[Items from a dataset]
'''
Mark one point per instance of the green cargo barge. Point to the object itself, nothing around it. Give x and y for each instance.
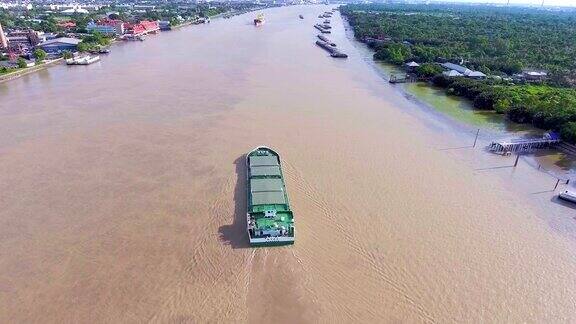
(269, 218)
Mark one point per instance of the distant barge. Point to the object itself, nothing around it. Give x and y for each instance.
(321, 29)
(83, 60)
(269, 218)
(333, 51)
(324, 39)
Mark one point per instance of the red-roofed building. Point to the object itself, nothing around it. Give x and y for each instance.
(142, 28)
(67, 24)
(107, 26)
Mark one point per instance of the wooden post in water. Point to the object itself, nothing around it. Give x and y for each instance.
(557, 182)
(476, 138)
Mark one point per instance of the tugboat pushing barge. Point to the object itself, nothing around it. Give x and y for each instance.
(259, 20)
(269, 218)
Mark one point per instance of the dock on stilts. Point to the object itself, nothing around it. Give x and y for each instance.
(522, 145)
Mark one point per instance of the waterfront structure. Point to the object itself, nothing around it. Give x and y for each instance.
(3, 39)
(534, 76)
(452, 74)
(22, 40)
(59, 45)
(142, 28)
(462, 70)
(107, 27)
(411, 66)
(13, 64)
(164, 25)
(67, 25)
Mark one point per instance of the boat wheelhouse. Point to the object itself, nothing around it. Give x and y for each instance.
(568, 195)
(269, 218)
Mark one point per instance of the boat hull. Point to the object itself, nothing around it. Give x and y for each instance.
(269, 219)
(567, 197)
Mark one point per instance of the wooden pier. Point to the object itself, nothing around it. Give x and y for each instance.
(522, 145)
(402, 79)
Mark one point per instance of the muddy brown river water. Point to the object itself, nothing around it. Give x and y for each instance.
(122, 193)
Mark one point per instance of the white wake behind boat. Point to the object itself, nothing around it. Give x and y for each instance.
(568, 195)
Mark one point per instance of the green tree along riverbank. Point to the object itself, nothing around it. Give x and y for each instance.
(497, 41)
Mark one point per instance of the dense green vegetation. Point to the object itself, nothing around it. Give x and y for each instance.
(495, 40)
(489, 39)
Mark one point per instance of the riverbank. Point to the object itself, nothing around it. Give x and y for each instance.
(462, 116)
(523, 95)
(128, 203)
(21, 72)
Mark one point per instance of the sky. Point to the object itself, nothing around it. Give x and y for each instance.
(535, 2)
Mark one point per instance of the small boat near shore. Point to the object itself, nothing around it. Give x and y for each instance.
(568, 195)
(333, 51)
(259, 20)
(322, 29)
(270, 220)
(83, 60)
(324, 39)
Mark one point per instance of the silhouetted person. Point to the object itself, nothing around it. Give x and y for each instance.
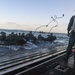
(40, 38)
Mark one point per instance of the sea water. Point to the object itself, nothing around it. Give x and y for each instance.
(29, 48)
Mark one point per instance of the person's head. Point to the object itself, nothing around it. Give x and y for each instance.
(30, 32)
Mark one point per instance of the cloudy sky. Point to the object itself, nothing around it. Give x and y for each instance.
(30, 14)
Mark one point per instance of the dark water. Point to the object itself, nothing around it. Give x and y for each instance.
(29, 47)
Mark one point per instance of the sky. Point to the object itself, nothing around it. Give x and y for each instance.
(31, 14)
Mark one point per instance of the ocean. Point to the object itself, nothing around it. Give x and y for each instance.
(11, 51)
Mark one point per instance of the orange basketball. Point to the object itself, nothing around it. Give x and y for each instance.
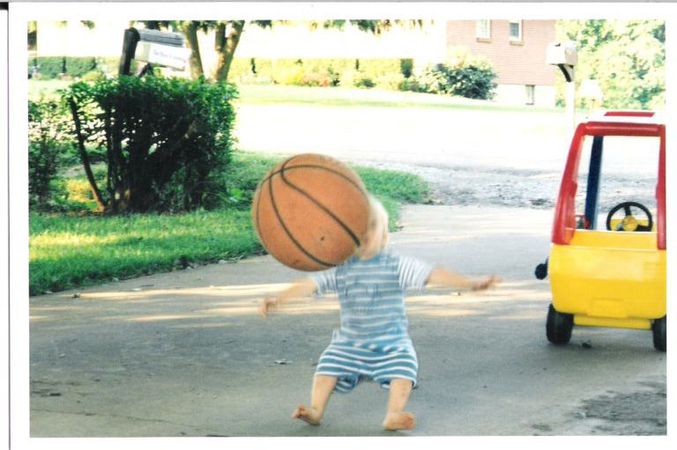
(310, 212)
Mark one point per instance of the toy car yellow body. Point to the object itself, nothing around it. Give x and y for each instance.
(613, 277)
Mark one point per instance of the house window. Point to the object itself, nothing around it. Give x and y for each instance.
(483, 29)
(530, 94)
(515, 30)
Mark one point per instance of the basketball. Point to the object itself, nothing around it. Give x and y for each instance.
(310, 212)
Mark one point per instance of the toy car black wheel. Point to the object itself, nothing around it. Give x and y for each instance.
(659, 329)
(558, 326)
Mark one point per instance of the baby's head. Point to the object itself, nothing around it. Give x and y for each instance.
(376, 236)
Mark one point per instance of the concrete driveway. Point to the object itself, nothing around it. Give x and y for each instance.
(185, 354)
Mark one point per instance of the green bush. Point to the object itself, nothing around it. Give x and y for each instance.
(50, 143)
(385, 73)
(472, 81)
(166, 140)
(407, 67)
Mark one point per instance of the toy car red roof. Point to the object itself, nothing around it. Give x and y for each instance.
(635, 117)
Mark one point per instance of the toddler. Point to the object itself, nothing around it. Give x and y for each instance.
(373, 341)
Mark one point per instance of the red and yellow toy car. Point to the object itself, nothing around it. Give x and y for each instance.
(608, 268)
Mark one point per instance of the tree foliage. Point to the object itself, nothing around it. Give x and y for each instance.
(167, 140)
(627, 58)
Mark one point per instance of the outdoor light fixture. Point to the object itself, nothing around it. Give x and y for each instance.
(564, 56)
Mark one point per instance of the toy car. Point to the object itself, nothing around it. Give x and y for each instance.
(608, 273)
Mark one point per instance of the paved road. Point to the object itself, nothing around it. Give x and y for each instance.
(184, 353)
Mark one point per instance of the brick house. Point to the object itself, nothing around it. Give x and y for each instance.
(516, 50)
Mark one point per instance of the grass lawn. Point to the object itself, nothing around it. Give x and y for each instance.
(347, 97)
(72, 251)
(335, 96)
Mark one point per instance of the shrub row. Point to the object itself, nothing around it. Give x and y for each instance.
(52, 67)
(468, 77)
(162, 144)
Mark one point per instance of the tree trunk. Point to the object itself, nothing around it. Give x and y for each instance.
(85, 158)
(190, 30)
(226, 51)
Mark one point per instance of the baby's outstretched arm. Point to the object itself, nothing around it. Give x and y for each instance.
(444, 277)
(300, 289)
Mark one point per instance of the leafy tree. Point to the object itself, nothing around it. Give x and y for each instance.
(228, 34)
(627, 58)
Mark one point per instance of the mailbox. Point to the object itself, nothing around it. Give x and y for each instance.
(153, 47)
(564, 56)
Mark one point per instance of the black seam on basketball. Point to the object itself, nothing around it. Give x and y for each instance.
(343, 225)
(289, 234)
(314, 166)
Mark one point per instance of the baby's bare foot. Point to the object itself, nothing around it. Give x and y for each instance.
(309, 415)
(399, 421)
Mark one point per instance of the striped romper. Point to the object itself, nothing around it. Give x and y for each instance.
(373, 342)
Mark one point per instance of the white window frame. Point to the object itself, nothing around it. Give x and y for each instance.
(483, 29)
(520, 31)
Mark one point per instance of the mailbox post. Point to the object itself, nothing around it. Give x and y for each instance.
(153, 47)
(564, 56)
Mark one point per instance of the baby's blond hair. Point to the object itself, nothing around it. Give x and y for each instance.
(377, 229)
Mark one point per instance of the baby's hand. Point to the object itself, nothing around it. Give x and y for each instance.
(486, 284)
(268, 304)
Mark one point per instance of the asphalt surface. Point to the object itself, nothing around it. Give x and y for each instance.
(185, 353)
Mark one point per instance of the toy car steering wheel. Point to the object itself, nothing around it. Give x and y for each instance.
(629, 222)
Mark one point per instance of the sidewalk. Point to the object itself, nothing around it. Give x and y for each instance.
(185, 353)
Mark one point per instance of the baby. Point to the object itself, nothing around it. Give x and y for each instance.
(373, 341)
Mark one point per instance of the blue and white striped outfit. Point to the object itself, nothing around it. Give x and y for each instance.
'''
Output all of the data exactly as it stands, minus any images.

[Solution below]
Mark one point per instance of the green cargo barge. Point to the object itself, nothing around it. Give x and y for each instance.
(269, 218)
Mark one point per instance of the distant barge. Point to the object itself, nothing around it. Give x and y for each instance.
(321, 29)
(83, 60)
(269, 218)
(333, 51)
(324, 39)
Mark one point per instance of the red-roofed building. Point to the object itself, nothing around it. Give x and y for each instance.
(142, 28)
(67, 24)
(107, 26)
Mark one point per instance of the wooden post in water. Point to the object itself, nothing around it. Give x and y for each instance.
(557, 182)
(476, 138)
Mark one point per instance of the tugboat pushing barge. Point to the object itself, nothing around it. Give x and y for each instance.
(259, 20)
(269, 218)
Mark one point per instance of the dock on stilts. Point to the object itself, nothing around it. Give x and y for each instance.
(522, 145)
Mark one point per instance of the waterfront structure. Point to the object itself, nothing around it. Give x and y for each instance.
(3, 39)
(534, 76)
(452, 74)
(22, 40)
(59, 45)
(142, 28)
(462, 70)
(107, 27)
(411, 66)
(13, 64)
(164, 25)
(67, 25)
Mark one point per instance of the boat wheelhouse. Point to the object itself, nothing around it. Give x and y for each instance.
(568, 195)
(269, 218)
Mark one point per instance of the boat hull. Point to the object itself, nothing around it. Give x and y for each instance.
(269, 219)
(567, 197)
Mark one point per instance of the wooden pier. Point to the object itself, nothing around it. Give x and y for each instance.
(522, 145)
(402, 79)
Mark one point per instance of the muddy brown river water. Point to the object itself, nothing around it. Give x and y for each instance.
(122, 193)
Mark one point per instance of the white wake behind boat. Point to the object itself, nothing around it. Give x and y for each instance.
(568, 195)
Mark one point per instance of the green tree along riverbank. Point to the object itself, nothing around it. Give x and y for each instance.
(497, 41)
Mark one point per instance of the dense green vegetation. Point to the object itself, nothing around it. Give x and y for each instance.
(495, 40)
(489, 39)
Mark one point per instance of the riverbank. Point to the object itself, nothing around it. Give x and y for each instance.
(462, 116)
(523, 95)
(128, 203)
(21, 72)
Mark one point per instance of the sky. Point to the object itself, nothing around it. Give x and y for each instance.
(535, 2)
Mark one point per instance of the small boat near shore. Point to the object itself, nothing around it. Give x and y for each instance.
(568, 195)
(333, 51)
(259, 20)
(322, 29)
(270, 220)
(83, 60)
(324, 39)
Mark one point per instance of the silhouetted person. Point to the object itself, nothing around it. Give x and y for each instance.
(40, 38)
Mark one point per instance of the sea water. Point to the object itself, nothing around it. Give x and y for each instance.
(29, 48)
Mark one point per instance of the person's head. Point to the object itself, nothing around it. Give x and y for each instance.
(30, 32)
Mark one point per instance of the cloudy sky. Point to the object itself, nothing around it. Give x and y for each instance.
(30, 14)
Mark one point per instance of the dark water. Point to the object itself, nothing around it. Give x and y for each instance.
(29, 47)
Mark one point per instance of the sky. Point to the object itself, nothing around it. Give x and y for each instance.
(31, 14)
Mark one point per instance of the ocean. Point to the object itself, nothing around it. Give x and y for each instance.
(11, 51)
Mark one point per instance of the orange basketball. Point to the object itself, nothing around it. Give x and y for each instance.
(310, 212)
Mark one point per instance of the toy car yellow body. Point to the object itself, nothing around it. Give x and y for each instance.
(613, 277)
Mark one point per instance of the house window. Point to the object itself, nothing around it. Give x and y for each instance.
(483, 29)
(530, 94)
(515, 30)
Mark one point per instance of the basketball. Point to the object itself, nothing around it. Give x and y for each instance.
(310, 212)
Mark one point per instance of the toy car black wheel. Point to the object itself, nothing around it. Give x and y for each instance.
(659, 329)
(558, 326)
Mark one point per instance of the baby's head. Point to the object itself, nothing around it. Give x and y for each instance.
(376, 236)
Mark one point per instance of the concrete driveway. Point to the object itself, nothing around it. Give x and y for each instance.
(185, 354)
Mark one point per instance of the green bush. Point to the object itself, nothing around it. Give x and y for each instance.
(50, 143)
(385, 73)
(472, 81)
(166, 140)
(407, 67)
Mark one point per instance of the toy car red roof. Point to the object itself, nothing around it. Give x and y for each instance.
(635, 117)
Mark one point per instance of the toddler. Point to the object itself, nothing around it. Give x and y for each instance.
(373, 341)
Mark one point per instance of the red and yellow toy car. Point to the object itself, nothing around it. Give x and y for each instance.
(608, 268)
Mark one point per instance of the tree foliage. Point to the object itself, nothing around it. Give x and y for each instance.
(167, 140)
(627, 58)
Mark one point per instance of the outdoor light fixture. Point to the object itself, nothing around it. Give x and y for each instance.
(564, 56)
Mark one point per instance of the toy car. Point to the object itself, nothing around it. Give x and y for each instance.
(608, 273)
Mark one point per instance of the paved road. Point to the object itself, nothing around it. Give x and y for each instance.
(184, 353)
Mark one point per instance of the brick house. Point to the object itself, nothing around it. Give x and y for each instance.
(516, 50)
Mark one point per instance of the grass lawn. Point to the object itself, nothing around it. Give x and y for each instance.
(347, 97)
(72, 251)
(335, 96)
Mark one point per instance of the shrub row. Point to the object itself, nothing around it. Give x and y for each instance.
(52, 67)
(468, 77)
(162, 144)
Mark one point per instance of the tree trunk. Point to the object itself, nothing around it. Give x and y for each instance.
(85, 158)
(190, 30)
(226, 51)
Mark one point per instance of the baby's outstretched arm. Point to the object itself, nothing around it. Give x and y for each instance.
(444, 277)
(300, 289)
Mark one point per instance of the leafy tree. Point to the object itself, nothing around it. Give x and y for each instance.
(228, 34)
(627, 58)
Mark one point per instance of the mailbox. Point to the object itself, nothing around it. Give x and y for each instance.
(153, 47)
(564, 56)
Mark one point per instance of the black seam on basketball. Point to the object itself, nothing around it. Give x and y for each instance.
(343, 225)
(289, 234)
(314, 166)
Mark one point per instance of the baby's bare foot. Point to the object itself, nothing around it. Give x and y for each instance.
(309, 415)
(399, 421)
Mark one point per instance of the striped romper. Point to the object itself, nothing around it. Give x and y for each instance.
(373, 342)
Mark one point per instance of the white window frame. Point to the object itself, nothing around it. Give x and y for each instance.
(483, 29)
(520, 31)
Mark one point per instance of the mailbox post. Point to the object itself, nothing around it. Give x and y for each instance.
(153, 47)
(564, 56)
Mark one point per instance of the baby's blond hair. Point to the object itself, nothing around it. Give x and y for each instance.
(377, 229)
Mark one point per instance of the baby's hand. Point to the object itself, nothing around it. Give x and y for each instance.
(486, 284)
(268, 304)
Mark one point per instance of the asphalt surface. Point to the object itself, nothing around it. Give x and y for each instance.
(185, 353)
Mark one point per instance of the toy car steering wheel. Point to the object itself, nothing around it. Give x and y for each instance.
(629, 222)
Mark one point per instance of the sidewalk. Point to the object itself, nothing around it. Give x and y for each instance.
(185, 353)
Mark one point per instance of the baby. Point to the object itself, nothing around it. Give x and y for each instance.
(373, 341)
Mark one point per instance of the blue and white striped outfit. Point to the object itself, nothing around it. Give x and y for each instance.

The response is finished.